Leesgroep Gent Leest – ‘Dius’ van Stefan Hertmans

10 februari 2025

Stefan Hertmans is de eerste auteur die de eer kreeg om in de oogholten van onze vijfjarige leesgroep met een tweede boek aan bod te komen. In 2020 waren we verblijd met De opgang. Kwam het nu tot een hernieuwde bliscap? De sterren stonden gunstig. En wie van onze groep hoopte om één van de 24 exemplaren uit de Gentse bibliotheken te lezen, die stond in de wachtrij. Egidius, waer bestu bleven? Een gepaste klassieker om de debatten voor geopend te verklaren.

**WAT WORDT GEVRAAGD:** Geef het fragment over de Gentse leesgroep hierboven volledig en woord voor woord opnieuw weer.

Opgeslagen invoer
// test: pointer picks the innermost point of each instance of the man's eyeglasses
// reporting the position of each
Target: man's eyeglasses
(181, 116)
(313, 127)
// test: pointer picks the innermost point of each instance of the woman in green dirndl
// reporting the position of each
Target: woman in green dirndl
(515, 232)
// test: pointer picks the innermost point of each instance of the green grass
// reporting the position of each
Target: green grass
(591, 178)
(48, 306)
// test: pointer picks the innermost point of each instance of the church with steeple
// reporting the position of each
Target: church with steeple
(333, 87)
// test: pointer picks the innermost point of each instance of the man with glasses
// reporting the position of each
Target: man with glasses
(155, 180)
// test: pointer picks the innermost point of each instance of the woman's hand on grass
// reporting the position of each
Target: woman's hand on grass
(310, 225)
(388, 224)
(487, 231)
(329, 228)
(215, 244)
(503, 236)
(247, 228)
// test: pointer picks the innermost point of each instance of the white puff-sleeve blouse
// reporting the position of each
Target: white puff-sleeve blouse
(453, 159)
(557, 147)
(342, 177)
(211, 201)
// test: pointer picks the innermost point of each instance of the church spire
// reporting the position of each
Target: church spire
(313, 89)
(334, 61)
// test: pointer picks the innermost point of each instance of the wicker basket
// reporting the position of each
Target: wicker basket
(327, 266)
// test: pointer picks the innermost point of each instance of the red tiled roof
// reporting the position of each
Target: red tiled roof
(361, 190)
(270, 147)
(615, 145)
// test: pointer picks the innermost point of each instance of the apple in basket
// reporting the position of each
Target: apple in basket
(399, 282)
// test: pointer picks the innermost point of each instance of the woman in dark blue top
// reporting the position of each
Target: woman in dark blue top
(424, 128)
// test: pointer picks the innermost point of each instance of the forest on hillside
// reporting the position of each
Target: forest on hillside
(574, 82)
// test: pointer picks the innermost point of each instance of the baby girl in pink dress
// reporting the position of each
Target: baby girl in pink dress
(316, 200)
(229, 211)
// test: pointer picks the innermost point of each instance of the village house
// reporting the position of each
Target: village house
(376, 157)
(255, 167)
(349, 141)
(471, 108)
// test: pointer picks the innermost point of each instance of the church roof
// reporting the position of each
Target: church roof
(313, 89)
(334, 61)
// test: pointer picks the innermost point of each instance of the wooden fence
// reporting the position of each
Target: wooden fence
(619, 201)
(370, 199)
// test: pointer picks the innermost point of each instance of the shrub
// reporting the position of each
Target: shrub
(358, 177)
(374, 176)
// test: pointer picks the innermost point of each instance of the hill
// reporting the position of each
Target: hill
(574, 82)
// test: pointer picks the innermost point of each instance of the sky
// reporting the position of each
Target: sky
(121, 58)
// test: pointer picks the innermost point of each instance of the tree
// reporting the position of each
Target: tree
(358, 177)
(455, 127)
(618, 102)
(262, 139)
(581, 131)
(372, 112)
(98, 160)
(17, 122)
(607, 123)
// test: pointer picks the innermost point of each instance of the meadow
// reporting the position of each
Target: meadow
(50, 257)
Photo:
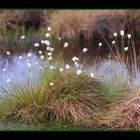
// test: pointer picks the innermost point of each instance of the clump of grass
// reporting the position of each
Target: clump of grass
(127, 114)
(72, 98)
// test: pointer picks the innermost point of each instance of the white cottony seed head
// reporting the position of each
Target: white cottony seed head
(51, 84)
(22, 37)
(42, 42)
(115, 34)
(36, 44)
(61, 69)
(36, 63)
(52, 67)
(47, 35)
(48, 48)
(79, 72)
(66, 44)
(49, 58)
(67, 66)
(113, 42)
(100, 44)
(75, 58)
(92, 75)
(122, 32)
(8, 80)
(20, 57)
(42, 57)
(40, 52)
(129, 36)
(29, 55)
(85, 50)
(76, 64)
(49, 54)
(29, 65)
(8, 53)
(3, 70)
(49, 28)
(51, 49)
(59, 38)
(126, 49)
(47, 42)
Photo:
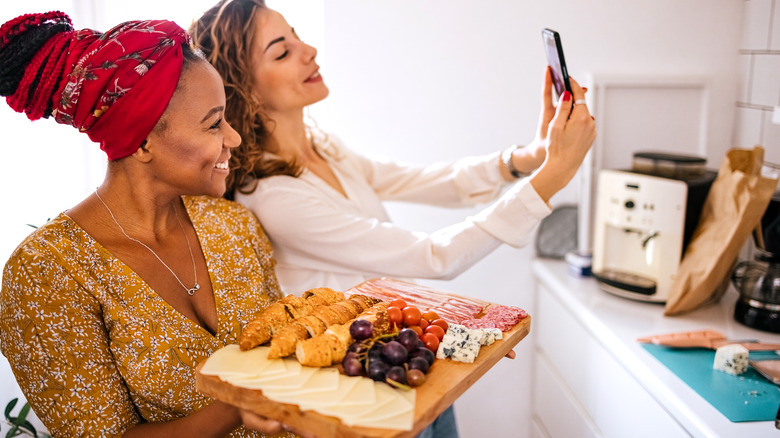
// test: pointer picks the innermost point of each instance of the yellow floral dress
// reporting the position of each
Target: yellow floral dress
(95, 350)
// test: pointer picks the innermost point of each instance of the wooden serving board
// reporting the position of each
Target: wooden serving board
(446, 381)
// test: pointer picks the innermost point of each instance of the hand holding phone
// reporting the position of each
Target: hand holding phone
(554, 50)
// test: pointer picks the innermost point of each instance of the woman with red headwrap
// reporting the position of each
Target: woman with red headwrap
(106, 309)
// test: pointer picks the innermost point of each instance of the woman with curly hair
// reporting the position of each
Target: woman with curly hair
(321, 202)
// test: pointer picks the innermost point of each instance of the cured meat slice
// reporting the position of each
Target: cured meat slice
(452, 308)
(498, 316)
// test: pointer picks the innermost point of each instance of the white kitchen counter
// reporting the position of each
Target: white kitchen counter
(615, 323)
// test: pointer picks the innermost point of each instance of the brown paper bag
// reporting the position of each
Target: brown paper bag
(734, 205)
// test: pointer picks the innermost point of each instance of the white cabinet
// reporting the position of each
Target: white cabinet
(591, 378)
(580, 390)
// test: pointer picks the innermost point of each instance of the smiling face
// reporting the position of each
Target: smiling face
(191, 142)
(285, 71)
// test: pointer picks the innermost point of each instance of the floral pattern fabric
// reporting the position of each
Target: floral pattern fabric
(95, 350)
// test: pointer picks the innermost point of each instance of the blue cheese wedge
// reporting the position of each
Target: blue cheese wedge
(732, 359)
(462, 344)
(490, 335)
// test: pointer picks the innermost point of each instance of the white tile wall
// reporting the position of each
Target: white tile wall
(756, 24)
(759, 91)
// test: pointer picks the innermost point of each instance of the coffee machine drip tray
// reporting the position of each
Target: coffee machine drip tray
(627, 285)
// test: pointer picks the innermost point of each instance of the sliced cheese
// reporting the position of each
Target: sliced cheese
(397, 405)
(231, 361)
(403, 421)
(350, 413)
(314, 400)
(322, 379)
(293, 379)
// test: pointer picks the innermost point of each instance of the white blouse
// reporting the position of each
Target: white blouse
(322, 239)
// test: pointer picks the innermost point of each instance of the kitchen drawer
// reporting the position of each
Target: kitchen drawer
(611, 398)
(556, 411)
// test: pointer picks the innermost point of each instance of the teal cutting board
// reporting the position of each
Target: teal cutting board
(747, 397)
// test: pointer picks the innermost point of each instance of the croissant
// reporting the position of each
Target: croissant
(316, 322)
(276, 316)
(331, 346)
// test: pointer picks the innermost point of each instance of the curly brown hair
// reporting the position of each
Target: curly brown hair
(226, 33)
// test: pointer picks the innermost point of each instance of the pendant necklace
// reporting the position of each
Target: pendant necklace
(190, 291)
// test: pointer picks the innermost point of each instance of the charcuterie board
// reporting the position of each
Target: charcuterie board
(446, 381)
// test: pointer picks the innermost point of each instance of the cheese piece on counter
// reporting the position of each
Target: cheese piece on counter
(231, 361)
(732, 359)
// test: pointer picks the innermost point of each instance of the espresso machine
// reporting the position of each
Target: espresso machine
(644, 219)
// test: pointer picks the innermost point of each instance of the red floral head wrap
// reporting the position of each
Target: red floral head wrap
(114, 86)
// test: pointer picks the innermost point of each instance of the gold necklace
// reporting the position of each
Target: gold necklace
(190, 291)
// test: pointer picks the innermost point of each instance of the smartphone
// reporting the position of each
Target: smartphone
(554, 50)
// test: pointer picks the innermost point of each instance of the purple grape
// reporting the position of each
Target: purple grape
(396, 374)
(419, 363)
(377, 370)
(426, 354)
(408, 338)
(361, 329)
(394, 353)
(352, 365)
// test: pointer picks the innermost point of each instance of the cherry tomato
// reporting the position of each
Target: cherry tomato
(411, 315)
(431, 315)
(395, 316)
(441, 323)
(398, 303)
(431, 341)
(436, 330)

**ANTWOORD:**
Leesgroep Gent Leest – ‘Dius’ van Stefan Hertmans

10 februari 2025

Stefan Hertmans is de eerste auteur die de eer kreeg om in de oogholten van onze vijfjarige leesgroep met een tweede boek aan bod te komen. In 2020 waren we verblijd met De opgang. Kwam het nu tot een hernieuwde bliscap? De sterren stonden gunstig. En wie van onze groep hoopte om één van de 24 exemplaren uit de Gentse bibliotheken te lezen, die stond in de wachtrij. Egidius, waer bestu bleven? Een gepaste klassieker om de debatten voor geopend te verklaren.